Task objective: Reproduce the passage in the forum thread on ambiguous bases in a GTDB genome from "I was wondering" up to and including "ambigous bases threshold?".

Text block:
┄┄┄┄┄┄┄┄┄┄┄┄┄┄┄┄┄┄┄┄

I was wondering how the quality standard for ambiguous nucleotides in scaffolds of genomes included in the GTDB is run, and what could cause a genome to slip past it. Specifically, this entry has 1.7 million Ns in it: GTDB - GCA_003029985.1
I found out when the genome broke some work on the representative species set using anvio, and thought it’d be worth mentioning. The number of ambiguous bases listed is N/A, so that might be why it slipped through the <100000 ambigous bases threshold?
Are you familiar with or working with this genome assembly or did this case fall out of other work you were doing? It looks to me like the submitter knew the genome was Acidovorax avenae and had relatively low coverage sequencing resulting in a poor assembly. I’m guessing the assembled contigs were than mapped to a trusted A. avenae assembly and the missing data indicated by N’s. Based on our pipeline this genome still should have failed QC, but it is an interesting case and I’m just wondering if you have any knowledge about this genome.

┄┄┄┄┄┄┄┄┄┄┄┄┄┄┄┄┄┄┄┄

Data shown:
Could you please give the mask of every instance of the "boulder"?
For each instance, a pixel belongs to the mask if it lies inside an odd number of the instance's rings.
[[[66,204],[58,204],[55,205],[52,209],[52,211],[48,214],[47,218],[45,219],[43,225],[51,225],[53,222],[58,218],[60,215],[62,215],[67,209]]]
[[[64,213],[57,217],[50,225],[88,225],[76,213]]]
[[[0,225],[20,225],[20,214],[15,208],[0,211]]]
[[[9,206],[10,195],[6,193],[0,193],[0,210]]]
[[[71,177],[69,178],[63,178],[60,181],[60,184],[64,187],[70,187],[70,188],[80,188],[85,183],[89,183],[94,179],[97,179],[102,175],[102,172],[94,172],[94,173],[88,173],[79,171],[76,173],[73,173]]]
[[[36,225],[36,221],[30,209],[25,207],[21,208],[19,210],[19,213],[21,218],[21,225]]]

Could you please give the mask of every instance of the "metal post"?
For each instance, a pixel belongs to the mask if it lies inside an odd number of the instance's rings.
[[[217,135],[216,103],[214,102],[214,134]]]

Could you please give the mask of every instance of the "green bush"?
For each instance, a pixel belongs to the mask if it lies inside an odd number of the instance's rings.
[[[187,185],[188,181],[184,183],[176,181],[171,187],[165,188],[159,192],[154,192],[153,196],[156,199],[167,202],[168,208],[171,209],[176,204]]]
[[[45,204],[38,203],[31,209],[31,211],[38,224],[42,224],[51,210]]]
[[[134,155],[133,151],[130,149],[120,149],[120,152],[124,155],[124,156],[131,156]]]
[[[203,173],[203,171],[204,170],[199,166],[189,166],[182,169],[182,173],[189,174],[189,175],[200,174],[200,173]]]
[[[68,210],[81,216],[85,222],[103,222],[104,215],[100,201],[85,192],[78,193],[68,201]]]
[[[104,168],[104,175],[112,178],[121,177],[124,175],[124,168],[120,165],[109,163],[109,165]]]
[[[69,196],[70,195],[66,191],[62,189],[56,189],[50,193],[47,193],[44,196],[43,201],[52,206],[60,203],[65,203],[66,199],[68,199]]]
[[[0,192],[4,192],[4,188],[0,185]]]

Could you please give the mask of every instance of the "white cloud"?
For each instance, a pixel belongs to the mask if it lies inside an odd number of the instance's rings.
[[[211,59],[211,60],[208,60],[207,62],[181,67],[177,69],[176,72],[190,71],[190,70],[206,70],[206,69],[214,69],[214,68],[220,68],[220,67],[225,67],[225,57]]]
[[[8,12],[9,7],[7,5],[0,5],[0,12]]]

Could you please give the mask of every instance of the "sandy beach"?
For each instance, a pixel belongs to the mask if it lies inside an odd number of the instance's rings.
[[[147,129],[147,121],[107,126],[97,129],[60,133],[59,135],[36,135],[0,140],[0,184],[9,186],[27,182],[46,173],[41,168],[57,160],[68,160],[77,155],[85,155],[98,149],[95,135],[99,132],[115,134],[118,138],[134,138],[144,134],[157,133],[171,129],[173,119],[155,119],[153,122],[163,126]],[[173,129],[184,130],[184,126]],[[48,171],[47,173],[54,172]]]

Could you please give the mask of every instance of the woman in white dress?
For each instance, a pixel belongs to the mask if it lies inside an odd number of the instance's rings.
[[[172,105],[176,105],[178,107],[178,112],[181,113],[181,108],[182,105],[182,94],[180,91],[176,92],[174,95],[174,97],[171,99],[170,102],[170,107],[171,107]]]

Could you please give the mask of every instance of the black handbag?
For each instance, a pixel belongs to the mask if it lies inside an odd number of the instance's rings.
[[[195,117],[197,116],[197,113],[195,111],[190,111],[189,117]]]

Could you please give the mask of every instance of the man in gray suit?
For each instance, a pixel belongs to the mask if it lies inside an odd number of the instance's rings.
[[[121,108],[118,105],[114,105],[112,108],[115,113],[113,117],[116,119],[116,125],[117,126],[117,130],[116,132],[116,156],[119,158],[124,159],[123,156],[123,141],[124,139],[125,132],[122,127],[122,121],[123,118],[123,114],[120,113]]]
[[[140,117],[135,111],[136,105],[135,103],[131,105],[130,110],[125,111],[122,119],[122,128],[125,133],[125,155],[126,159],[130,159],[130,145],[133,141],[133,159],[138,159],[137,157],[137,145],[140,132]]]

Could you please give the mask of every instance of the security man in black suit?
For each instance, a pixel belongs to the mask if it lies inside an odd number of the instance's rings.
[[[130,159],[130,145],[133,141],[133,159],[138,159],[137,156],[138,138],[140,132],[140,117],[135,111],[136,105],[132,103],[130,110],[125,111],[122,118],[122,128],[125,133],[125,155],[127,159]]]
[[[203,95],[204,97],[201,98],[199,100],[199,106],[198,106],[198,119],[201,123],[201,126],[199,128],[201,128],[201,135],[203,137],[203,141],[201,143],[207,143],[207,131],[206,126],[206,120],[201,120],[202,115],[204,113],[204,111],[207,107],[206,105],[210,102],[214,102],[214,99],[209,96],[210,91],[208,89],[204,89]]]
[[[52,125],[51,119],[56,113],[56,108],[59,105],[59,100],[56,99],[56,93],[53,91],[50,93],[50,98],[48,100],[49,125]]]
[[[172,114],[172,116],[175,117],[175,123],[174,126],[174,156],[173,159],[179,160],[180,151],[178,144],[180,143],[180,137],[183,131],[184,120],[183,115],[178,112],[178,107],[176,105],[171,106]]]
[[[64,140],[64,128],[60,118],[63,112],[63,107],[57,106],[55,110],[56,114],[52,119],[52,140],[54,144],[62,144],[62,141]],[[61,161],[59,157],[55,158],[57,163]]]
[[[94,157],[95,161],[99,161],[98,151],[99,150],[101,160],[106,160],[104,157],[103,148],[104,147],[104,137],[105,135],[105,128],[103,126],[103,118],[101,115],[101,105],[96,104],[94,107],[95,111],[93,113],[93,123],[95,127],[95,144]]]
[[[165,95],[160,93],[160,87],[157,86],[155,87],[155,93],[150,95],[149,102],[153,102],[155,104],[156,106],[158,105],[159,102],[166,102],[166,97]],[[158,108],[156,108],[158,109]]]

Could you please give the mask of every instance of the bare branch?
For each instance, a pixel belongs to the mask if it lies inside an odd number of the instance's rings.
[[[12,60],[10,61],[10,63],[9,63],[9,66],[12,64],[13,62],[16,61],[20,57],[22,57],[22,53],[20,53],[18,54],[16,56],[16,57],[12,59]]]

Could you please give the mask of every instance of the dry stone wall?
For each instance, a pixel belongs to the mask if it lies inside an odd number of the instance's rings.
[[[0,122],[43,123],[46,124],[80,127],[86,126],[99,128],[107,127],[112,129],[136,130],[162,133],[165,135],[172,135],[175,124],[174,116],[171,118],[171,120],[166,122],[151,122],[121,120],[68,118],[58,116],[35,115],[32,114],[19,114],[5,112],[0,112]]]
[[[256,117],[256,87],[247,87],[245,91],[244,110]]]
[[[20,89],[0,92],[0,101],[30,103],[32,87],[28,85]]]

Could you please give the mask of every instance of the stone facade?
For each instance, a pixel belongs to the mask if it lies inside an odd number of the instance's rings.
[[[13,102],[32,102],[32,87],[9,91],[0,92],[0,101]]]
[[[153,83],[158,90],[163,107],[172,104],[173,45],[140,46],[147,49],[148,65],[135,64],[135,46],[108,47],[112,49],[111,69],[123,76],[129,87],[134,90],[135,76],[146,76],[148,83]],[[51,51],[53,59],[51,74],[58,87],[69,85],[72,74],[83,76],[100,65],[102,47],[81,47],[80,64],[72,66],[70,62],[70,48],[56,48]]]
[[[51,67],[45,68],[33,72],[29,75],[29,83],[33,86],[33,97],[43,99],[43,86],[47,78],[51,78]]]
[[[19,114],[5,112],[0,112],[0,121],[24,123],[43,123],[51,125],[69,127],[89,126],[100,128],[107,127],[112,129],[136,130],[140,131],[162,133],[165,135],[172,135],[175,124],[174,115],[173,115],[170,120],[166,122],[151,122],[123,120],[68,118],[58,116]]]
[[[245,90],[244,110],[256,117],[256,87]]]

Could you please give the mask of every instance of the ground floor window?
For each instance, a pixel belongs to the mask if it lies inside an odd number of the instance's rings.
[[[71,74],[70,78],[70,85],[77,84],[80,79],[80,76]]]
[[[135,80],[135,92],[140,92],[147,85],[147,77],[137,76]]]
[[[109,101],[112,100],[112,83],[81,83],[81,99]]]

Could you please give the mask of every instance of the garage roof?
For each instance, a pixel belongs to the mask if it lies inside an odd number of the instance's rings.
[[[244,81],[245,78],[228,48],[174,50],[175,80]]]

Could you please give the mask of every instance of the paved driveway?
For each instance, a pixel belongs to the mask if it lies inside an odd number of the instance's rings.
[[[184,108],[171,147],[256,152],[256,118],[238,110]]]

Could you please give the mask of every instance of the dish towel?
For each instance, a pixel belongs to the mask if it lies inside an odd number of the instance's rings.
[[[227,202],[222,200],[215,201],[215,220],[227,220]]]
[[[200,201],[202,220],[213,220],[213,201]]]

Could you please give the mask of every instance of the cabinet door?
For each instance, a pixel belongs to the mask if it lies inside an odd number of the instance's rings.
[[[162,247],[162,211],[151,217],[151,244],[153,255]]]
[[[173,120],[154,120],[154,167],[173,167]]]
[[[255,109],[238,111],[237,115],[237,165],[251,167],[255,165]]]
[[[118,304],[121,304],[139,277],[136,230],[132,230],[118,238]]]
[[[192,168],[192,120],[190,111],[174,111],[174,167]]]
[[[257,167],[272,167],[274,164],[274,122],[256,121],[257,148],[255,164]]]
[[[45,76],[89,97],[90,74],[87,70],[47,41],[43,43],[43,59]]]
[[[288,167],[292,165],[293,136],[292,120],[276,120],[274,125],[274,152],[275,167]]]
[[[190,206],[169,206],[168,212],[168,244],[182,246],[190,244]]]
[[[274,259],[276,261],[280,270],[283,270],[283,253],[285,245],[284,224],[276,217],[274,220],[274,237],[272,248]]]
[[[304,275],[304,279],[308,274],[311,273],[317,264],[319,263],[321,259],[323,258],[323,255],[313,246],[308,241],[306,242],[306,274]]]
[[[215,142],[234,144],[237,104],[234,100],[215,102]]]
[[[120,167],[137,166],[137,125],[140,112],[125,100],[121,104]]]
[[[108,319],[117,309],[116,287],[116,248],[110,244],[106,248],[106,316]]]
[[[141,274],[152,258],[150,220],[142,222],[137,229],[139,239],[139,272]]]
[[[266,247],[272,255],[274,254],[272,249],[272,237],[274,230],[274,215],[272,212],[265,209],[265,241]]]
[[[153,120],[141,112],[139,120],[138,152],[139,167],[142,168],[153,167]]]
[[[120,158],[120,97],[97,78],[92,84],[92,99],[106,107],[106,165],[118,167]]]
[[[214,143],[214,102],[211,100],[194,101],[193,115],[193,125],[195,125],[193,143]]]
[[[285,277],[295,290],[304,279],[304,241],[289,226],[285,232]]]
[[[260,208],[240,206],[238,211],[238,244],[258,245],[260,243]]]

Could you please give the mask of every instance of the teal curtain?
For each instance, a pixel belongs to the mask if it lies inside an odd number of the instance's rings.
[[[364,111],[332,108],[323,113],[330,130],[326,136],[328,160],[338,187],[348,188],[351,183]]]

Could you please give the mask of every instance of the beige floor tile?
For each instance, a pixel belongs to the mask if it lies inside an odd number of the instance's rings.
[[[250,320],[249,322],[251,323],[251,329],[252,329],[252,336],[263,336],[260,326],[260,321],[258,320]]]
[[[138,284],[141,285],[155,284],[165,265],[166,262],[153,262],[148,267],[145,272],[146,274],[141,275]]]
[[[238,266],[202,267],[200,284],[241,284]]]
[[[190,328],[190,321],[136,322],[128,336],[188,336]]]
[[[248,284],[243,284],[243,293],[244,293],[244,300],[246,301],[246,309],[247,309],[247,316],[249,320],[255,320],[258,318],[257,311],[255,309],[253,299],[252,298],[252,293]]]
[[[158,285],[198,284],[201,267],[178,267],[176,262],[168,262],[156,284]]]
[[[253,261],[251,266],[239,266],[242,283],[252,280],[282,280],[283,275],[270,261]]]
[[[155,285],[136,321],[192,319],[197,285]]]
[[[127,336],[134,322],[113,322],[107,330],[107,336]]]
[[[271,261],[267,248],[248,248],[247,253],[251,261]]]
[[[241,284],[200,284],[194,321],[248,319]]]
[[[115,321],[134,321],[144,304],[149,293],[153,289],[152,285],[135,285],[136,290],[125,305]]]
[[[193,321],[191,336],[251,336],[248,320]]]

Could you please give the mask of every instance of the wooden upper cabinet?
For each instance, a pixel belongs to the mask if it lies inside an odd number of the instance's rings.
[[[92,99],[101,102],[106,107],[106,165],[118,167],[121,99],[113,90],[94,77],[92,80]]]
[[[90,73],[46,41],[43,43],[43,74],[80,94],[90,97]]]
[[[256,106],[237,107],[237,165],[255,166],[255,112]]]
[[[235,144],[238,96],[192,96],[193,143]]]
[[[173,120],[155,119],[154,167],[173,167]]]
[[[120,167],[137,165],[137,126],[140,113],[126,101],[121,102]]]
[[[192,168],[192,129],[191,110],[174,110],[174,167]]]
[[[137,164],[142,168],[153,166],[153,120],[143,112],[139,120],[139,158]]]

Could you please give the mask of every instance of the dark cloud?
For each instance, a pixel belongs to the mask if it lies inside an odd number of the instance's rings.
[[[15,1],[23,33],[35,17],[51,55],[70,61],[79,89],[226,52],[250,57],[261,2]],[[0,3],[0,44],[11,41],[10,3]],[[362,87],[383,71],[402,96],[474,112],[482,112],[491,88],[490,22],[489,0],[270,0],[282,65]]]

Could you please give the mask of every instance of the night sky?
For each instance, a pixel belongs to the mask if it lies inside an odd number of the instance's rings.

┄┄┄┄┄┄┄┄┄┄┄┄┄┄┄┄┄┄┄┄

Answer for the task:
I was wondering how the quality standard for ambiguous nucleotides in scaffolds of genomes included in the GTDB is run, and what could cause a genome to slip past it. Specifically, this entry has 1.7 million Ns in it: GTDB - GCA_003029985.1
I found out when the genome broke some work on the representative species set using anvio, and thought it’d be worth mentioning. The number of ambiguous bases listed is N/A, so that might be why it slipped through the <100000 ambigous bases threshold?